* _Saved entries_:
########################################
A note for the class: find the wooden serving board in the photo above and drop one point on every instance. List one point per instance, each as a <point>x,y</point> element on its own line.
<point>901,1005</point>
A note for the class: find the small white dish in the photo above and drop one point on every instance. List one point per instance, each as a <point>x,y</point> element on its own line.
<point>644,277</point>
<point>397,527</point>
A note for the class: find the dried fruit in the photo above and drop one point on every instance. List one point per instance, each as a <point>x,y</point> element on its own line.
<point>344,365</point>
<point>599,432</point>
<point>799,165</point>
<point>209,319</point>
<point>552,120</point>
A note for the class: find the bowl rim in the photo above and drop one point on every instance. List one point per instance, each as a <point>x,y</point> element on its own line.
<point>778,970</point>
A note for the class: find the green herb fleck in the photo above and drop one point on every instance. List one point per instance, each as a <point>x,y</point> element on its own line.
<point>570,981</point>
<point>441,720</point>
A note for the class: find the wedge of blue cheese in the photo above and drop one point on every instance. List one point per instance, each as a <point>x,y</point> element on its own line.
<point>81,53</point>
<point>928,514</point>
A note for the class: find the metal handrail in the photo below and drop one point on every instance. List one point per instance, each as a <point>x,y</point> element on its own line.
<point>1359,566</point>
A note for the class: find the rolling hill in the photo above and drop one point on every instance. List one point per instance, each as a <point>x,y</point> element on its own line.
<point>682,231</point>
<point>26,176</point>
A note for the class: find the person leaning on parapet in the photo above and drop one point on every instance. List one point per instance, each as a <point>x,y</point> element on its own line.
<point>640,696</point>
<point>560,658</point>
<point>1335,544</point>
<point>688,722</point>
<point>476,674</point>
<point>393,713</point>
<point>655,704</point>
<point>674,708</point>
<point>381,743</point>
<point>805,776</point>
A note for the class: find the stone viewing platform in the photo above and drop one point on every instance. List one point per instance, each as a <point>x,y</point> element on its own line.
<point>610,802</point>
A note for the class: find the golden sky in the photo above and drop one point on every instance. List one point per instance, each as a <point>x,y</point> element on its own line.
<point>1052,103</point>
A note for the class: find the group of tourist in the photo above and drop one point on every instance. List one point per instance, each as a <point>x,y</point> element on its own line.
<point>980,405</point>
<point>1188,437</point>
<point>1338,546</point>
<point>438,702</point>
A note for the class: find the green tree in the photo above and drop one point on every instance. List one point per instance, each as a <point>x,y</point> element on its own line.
########################################
Copy the records word for word from the start of the records through the line that contains "<point>778,970</point>", including that line, and copy nothing past it.

A note for the class: find the wooden serving board in the photo above and drop one point on every instance. List one point per instance, each as a <point>x,y</point> element on its own line.
<point>901,1005</point>
A note for the class: find the small white dish in the photo above and drop one point on every instance. List one point per instance, each as a <point>x,y</point> element on its own line.
<point>644,277</point>
<point>397,527</point>
A note for the class: find the dried fruit in the photo above and drop one point on every instance. List one point per instance, each as a <point>x,y</point> element on its own line.
<point>344,365</point>
<point>599,432</point>
<point>799,165</point>
<point>209,319</point>
<point>552,120</point>
A note for the class: find the bowl rim in the photo above and drop one point on every instance. List one point per instance, each as a <point>x,y</point> element on its own line.
<point>778,970</point>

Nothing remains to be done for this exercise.